SET PROBLEM — Beginning at the line that contains "Task: point at every instance of the text", transcribe the remaining lines of the listing exactly; include the final line and omit everything before.

DATASET RECORDS —
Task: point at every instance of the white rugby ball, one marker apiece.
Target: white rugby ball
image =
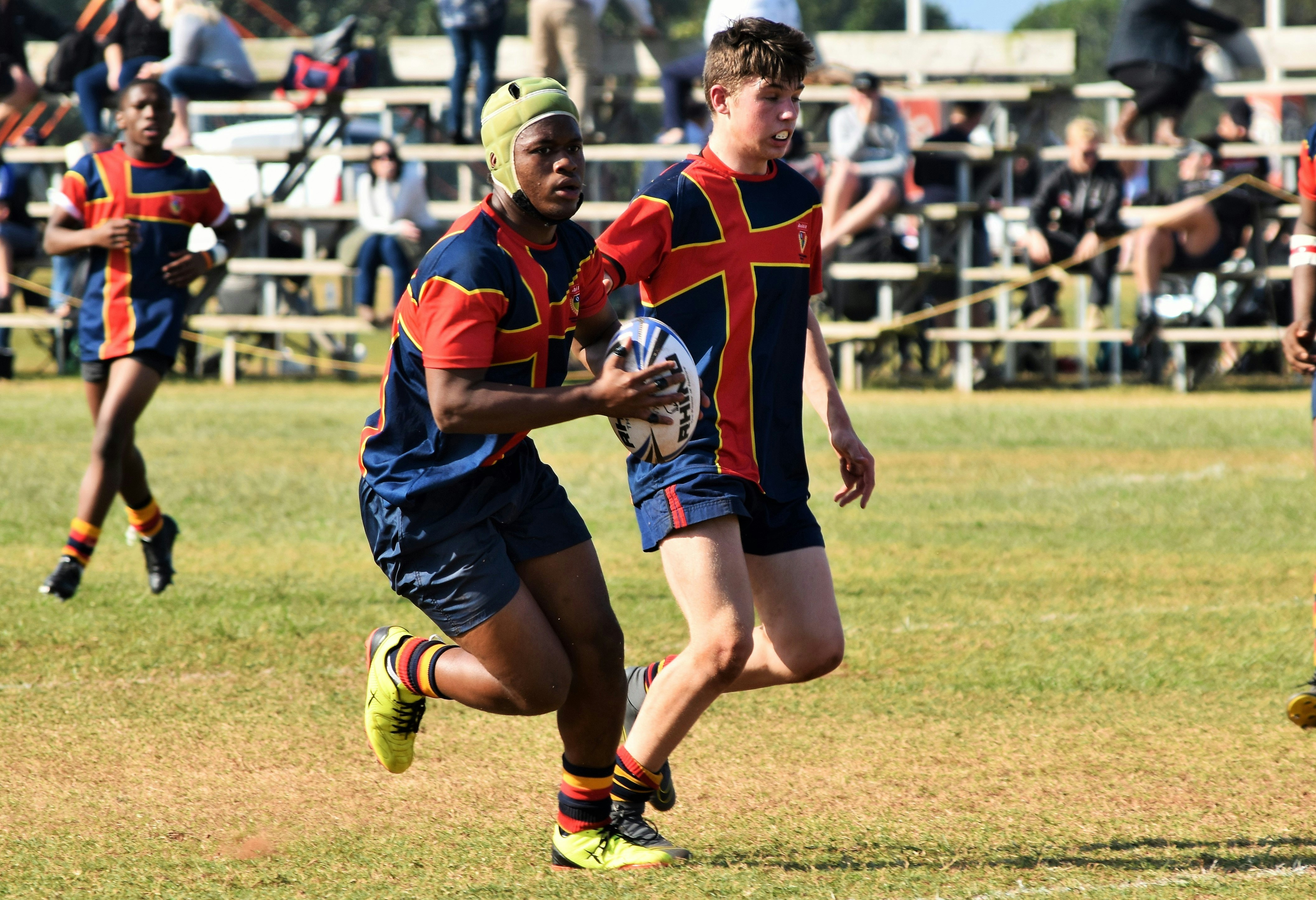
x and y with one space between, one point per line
653 343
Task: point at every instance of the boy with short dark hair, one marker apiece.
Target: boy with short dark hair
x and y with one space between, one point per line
726 249
134 207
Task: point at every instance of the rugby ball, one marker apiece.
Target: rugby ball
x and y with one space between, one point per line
653 343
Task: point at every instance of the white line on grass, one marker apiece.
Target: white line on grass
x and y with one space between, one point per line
1186 878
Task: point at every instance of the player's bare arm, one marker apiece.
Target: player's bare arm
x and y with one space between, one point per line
66 235
186 268
464 402
857 466
1298 339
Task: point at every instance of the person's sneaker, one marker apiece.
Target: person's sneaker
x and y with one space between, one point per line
393 712
160 556
1147 331
628 820
1302 706
64 582
603 849
665 798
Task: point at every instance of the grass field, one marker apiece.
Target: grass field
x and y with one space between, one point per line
1073 620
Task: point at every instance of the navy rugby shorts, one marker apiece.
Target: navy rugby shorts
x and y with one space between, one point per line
768 527
455 550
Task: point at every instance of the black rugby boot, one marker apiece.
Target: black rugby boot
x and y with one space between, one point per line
64 582
628 820
665 798
160 556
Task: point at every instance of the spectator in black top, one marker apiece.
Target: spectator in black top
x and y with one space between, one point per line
939 176
1235 127
137 39
1151 53
1190 236
1077 207
19 20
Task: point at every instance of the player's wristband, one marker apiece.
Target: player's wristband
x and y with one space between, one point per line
1302 251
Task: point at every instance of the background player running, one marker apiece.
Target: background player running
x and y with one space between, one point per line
134 207
726 249
461 514
1299 343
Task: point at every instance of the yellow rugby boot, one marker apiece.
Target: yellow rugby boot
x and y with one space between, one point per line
1302 707
603 849
393 712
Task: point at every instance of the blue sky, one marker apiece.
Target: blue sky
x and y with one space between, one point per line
990 15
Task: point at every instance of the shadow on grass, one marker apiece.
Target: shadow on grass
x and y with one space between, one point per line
1218 862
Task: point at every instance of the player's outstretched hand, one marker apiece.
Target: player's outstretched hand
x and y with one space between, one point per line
1298 346
116 235
631 395
185 269
857 468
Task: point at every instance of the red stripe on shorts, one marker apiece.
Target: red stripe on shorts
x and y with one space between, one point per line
678 512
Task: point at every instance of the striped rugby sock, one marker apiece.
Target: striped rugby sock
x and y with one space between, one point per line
147 520
653 669
632 782
585 797
82 541
415 665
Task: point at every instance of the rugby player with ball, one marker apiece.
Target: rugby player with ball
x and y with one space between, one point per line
724 247
462 515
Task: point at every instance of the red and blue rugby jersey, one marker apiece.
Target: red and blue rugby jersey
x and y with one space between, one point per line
729 261
1307 166
128 306
482 298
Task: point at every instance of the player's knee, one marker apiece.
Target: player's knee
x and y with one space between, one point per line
822 656
545 695
111 441
726 657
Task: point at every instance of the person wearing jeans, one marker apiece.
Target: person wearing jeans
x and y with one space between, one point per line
137 39
206 62
476 28
390 216
565 35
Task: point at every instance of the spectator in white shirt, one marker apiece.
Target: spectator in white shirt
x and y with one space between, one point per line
565 35
680 74
390 216
870 153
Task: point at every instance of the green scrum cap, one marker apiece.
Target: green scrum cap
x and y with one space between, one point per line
506 115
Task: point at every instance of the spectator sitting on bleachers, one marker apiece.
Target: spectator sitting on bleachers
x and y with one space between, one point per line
139 37
678 76
1076 208
1235 127
1152 54
1190 236
939 177
18 236
19 20
206 62
870 154
476 28
390 216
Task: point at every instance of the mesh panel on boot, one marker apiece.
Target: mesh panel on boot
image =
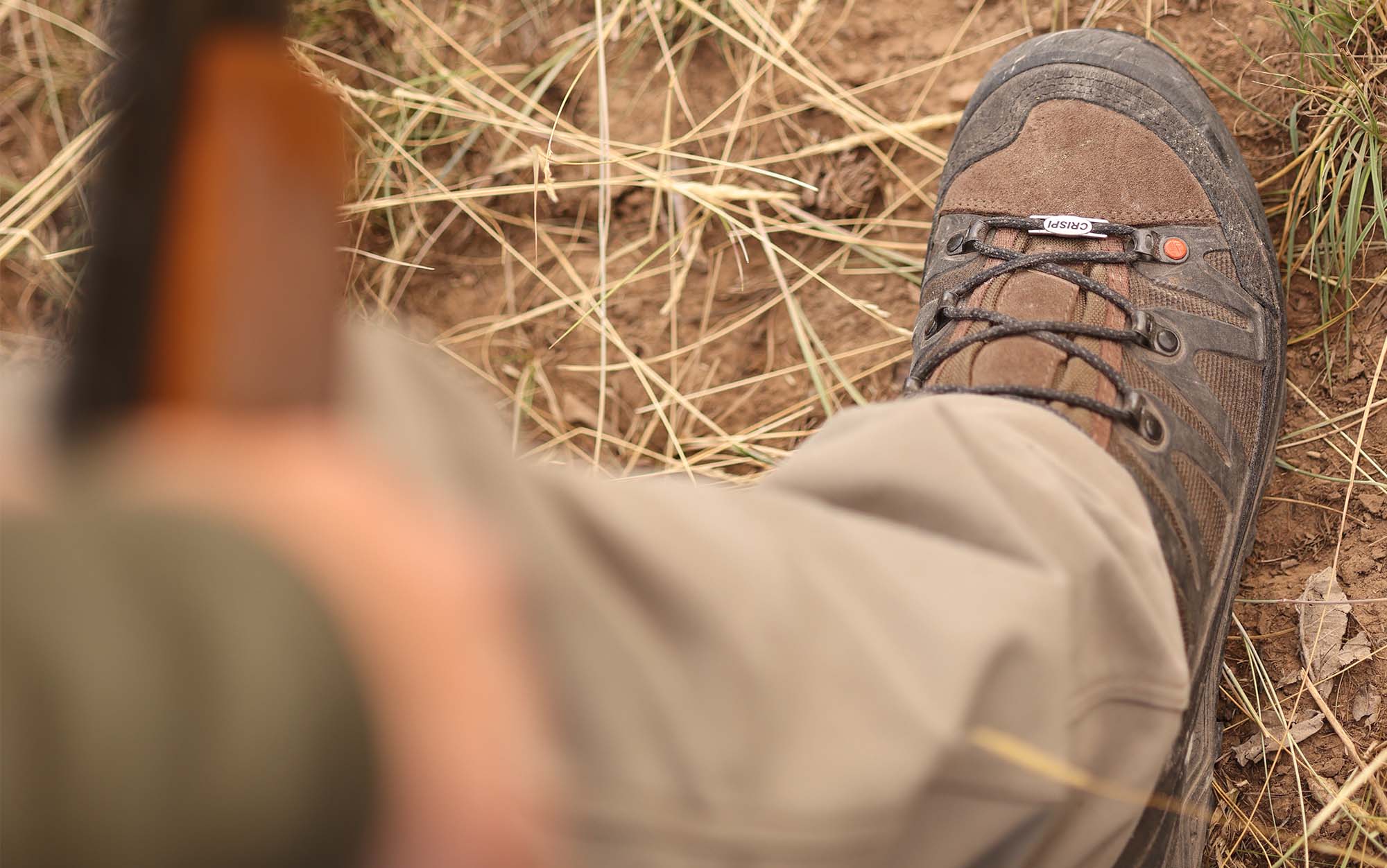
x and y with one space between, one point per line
1223 263
1206 503
1149 295
1238 385
1163 504
1148 382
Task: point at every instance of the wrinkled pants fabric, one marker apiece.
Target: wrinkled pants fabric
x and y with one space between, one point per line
898 650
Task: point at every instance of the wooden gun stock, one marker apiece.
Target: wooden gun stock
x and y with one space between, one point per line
214 281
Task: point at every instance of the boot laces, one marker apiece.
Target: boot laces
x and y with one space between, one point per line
1134 407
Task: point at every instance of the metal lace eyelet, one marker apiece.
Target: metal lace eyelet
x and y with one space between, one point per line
1152 429
1167 342
1145 418
1155 335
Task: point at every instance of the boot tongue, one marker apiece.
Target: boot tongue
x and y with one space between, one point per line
1035 296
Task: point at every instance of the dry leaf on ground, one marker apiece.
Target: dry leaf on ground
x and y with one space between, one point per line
1275 738
1323 626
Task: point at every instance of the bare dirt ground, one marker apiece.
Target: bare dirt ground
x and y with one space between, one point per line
740 309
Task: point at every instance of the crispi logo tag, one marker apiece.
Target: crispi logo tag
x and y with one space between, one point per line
1069 225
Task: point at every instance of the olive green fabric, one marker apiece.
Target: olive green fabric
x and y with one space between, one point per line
170 695
809 672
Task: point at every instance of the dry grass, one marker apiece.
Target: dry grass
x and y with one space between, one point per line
675 236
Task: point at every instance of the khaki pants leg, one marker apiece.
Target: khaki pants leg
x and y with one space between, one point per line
798 673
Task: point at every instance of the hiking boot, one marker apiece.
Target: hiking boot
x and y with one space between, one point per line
1099 249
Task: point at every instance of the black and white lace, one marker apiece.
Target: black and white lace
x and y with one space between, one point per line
1142 328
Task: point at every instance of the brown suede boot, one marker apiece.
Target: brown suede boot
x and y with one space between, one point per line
1099 249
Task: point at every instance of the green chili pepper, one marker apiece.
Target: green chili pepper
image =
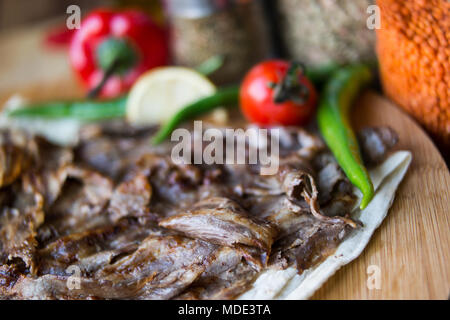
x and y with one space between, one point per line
333 118
225 96
82 110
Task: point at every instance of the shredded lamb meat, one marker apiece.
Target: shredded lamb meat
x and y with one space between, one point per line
139 226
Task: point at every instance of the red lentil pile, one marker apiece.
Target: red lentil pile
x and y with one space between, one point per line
413 47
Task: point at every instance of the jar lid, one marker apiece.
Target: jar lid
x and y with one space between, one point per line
194 8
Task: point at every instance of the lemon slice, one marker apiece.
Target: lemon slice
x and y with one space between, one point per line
158 94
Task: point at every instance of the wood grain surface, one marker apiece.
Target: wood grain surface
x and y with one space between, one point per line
411 247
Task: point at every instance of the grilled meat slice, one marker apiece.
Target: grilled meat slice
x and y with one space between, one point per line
312 241
130 198
222 221
226 277
81 204
94 249
21 213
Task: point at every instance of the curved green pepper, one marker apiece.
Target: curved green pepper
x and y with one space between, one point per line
83 110
333 116
222 97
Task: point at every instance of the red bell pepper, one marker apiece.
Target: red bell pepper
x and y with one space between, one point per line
112 48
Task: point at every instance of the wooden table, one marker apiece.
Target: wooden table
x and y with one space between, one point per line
412 246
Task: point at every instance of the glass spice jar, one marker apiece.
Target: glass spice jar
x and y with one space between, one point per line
235 29
322 32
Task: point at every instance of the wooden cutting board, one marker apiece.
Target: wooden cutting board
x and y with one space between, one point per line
412 246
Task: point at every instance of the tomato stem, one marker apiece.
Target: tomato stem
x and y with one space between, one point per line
290 88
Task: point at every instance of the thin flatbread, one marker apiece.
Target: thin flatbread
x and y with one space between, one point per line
287 284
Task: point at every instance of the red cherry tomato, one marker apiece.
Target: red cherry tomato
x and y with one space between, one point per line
277 92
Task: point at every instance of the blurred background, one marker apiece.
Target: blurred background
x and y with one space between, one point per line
413 44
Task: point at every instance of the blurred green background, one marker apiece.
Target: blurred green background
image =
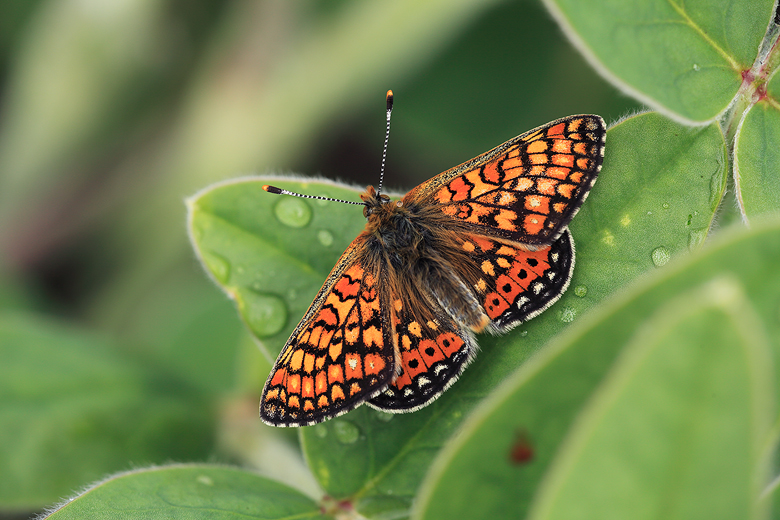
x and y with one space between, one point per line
112 112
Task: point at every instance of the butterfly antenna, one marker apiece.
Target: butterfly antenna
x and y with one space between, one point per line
280 191
387 137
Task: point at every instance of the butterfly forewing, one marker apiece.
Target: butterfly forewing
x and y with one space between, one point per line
339 355
529 188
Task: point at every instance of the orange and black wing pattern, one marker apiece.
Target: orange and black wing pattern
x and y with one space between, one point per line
526 190
339 355
517 284
432 353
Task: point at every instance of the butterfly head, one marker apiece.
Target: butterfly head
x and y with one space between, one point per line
373 203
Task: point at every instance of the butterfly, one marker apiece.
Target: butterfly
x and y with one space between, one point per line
478 248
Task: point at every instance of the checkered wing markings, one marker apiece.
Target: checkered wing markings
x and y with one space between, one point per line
529 188
339 356
517 284
432 356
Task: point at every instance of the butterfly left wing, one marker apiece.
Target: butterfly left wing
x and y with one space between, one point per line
526 190
339 355
516 284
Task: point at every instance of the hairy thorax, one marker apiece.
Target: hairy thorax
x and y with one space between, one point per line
421 248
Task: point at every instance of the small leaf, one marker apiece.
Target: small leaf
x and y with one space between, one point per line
684 58
271 253
189 492
72 410
543 399
756 160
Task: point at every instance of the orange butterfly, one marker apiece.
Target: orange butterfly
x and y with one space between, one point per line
478 248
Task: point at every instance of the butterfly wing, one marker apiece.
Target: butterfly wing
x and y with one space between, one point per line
515 286
339 355
526 190
432 353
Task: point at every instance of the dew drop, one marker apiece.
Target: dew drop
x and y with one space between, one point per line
265 314
293 212
205 480
346 432
218 266
325 237
320 430
383 416
696 238
568 314
660 256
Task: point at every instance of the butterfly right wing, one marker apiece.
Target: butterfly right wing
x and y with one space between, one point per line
340 354
433 350
526 190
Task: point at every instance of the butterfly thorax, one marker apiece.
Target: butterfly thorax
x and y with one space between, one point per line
393 225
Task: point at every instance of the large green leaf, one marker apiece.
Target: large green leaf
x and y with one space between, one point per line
684 58
655 199
678 427
185 492
72 409
711 339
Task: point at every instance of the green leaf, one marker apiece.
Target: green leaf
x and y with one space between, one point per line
756 160
659 187
73 409
271 253
684 58
677 427
183 492
543 399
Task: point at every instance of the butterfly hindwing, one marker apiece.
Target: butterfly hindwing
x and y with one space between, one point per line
432 352
518 284
341 353
528 189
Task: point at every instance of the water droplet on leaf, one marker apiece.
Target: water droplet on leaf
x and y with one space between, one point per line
568 314
346 432
325 237
218 266
293 212
660 256
696 238
384 416
265 314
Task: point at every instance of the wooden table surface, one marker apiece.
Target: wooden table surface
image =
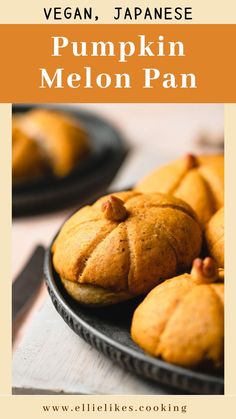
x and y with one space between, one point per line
48 356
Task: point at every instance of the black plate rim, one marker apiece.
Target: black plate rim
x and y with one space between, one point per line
58 298
49 193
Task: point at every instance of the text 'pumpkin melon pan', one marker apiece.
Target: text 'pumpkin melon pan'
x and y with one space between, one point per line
198 180
124 245
182 320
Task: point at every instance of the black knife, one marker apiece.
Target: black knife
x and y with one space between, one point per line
28 281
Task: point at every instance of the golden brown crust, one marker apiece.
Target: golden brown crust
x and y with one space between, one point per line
214 234
159 237
94 296
61 141
198 180
182 321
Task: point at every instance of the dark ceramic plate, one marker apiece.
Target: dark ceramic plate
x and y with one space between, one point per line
88 179
108 330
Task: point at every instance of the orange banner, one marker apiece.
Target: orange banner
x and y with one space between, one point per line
117 63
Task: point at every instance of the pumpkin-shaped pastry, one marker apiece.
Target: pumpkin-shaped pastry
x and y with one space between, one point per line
182 320
55 141
199 181
124 245
214 234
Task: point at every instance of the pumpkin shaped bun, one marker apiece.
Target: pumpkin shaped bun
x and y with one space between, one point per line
198 180
182 320
125 244
215 237
51 141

TASK RESULT —
Task: point at every instance of the text 'pumpkin melon pan', one marker apiece.
Target: text 'pumpkin melon pan'
x and y with one space between, one point per line
198 180
124 245
182 320
Task: point at every instance of the black knife, one marker apiece.
Target: black knife
x and y with one space between, one point per line
28 281
Task: point at every instance of the golden brown crust, one marker apiece.
Target: golden brown crust
x and y with one space between, one point per line
214 234
159 237
94 296
61 141
198 180
182 321
Task: point at every instance of the dark ceramic plate, one marker apiece.
Target: dark ceramic plate
x and y with one space between, one point per line
88 179
108 330
Task: point at every instance of the orange banner, one marker apiece.
Target: orange banner
x and y with one space between, one point per line
117 63
Task: point at every instance of the pumpkin-shaped pastry, one marker apiece.
Target: pumpkin-shaped pastry
x and y with one space between, one point per line
182 320
55 141
199 181
124 245
214 234
Task: point at every instance of the pumpkin shaped bun, one marker apiece.
Target: pumpkin shaped bun
x and y with one space between, one point per line
198 180
182 320
125 244
215 237
51 141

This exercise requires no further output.